■ **Written problem**
Copy the material below word for word, keeping every line and number unchanged.
-- Start of Exercise input --
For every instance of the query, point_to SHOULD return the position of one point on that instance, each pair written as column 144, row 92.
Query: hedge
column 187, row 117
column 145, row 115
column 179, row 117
-- End of Exercise input --
■ **Output below**
For every instance of the query, point_to SHOULD return the position of one point on that instance, each pair written as column 144, row 92.
Query: hedge
column 187, row 117
column 145, row 115
column 179, row 117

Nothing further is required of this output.